Records for this task:
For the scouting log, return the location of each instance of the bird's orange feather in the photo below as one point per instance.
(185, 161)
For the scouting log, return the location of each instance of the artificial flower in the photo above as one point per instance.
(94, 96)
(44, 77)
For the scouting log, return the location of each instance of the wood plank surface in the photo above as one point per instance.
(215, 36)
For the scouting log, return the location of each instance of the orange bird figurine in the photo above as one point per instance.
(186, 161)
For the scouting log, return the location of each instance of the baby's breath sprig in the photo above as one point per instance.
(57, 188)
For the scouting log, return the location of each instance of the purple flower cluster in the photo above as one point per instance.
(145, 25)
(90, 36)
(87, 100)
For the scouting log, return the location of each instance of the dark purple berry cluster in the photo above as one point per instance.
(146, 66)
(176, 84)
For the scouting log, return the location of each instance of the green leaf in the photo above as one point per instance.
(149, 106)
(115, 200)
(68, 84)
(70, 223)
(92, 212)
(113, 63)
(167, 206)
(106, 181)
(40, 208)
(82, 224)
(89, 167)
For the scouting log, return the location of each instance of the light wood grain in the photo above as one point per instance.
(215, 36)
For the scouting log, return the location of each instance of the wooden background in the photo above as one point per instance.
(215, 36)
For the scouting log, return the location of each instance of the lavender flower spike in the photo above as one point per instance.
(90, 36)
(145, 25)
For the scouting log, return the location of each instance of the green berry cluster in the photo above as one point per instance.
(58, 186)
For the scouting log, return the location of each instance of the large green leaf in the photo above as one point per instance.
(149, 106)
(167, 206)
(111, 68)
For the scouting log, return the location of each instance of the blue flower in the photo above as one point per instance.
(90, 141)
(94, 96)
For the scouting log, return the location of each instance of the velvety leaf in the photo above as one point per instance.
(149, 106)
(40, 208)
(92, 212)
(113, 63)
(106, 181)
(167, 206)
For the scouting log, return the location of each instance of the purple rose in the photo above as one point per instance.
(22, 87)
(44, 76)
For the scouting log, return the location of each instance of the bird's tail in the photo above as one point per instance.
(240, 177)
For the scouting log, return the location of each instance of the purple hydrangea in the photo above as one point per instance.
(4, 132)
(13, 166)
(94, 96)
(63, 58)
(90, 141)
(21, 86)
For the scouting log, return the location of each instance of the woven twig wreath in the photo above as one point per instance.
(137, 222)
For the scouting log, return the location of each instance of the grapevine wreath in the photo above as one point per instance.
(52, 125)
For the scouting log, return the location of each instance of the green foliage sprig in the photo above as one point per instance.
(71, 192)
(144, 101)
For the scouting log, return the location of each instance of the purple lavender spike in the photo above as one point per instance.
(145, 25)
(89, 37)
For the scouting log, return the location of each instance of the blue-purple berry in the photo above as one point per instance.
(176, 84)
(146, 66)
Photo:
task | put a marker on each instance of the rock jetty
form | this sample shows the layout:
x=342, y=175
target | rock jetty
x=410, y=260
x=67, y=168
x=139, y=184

Problem requirements:
The expected response consists solely of the lines from the one with "the bird's tail" through the end of the records, repeated exactly.

Task result:
For the scouting log, return the location of each instance of the bird's tail in the photo above as one point per instance.
(240, 177)
For the scouting log, return the location of each instance of the purple hydrangea in the photo above as one point per instance.
(4, 132)
(13, 166)
(94, 96)
(63, 58)
(90, 141)
(21, 86)
For the scouting log, return the location of each instance of the woven twig wreath in the photo above as one point per instance.
(137, 222)
For the scouting log, return the location of each instance of the grapevine wreath in the photo above as one point per instance.
(52, 125)
For the scouting log, return the location of each instance of the green foliage sprig in the photo above as one point per instance.
(71, 192)
(144, 101)
For the scouting log, return the location of each instance of the purple lavender spike in the photo above as one point per instance.
(145, 25)
(89, 37)
For the scouting log, return the location of each instance of the blue-purple berry in the photo above as one point per instance.
(176, 84)
(146, 66)
Photo:
task | put a marker on each instance of the rock jetty
form | this sample shows the layout:
x=342, y=175
target | rock jetty
x=410, y=260
x=67, y=168
x=139, y=184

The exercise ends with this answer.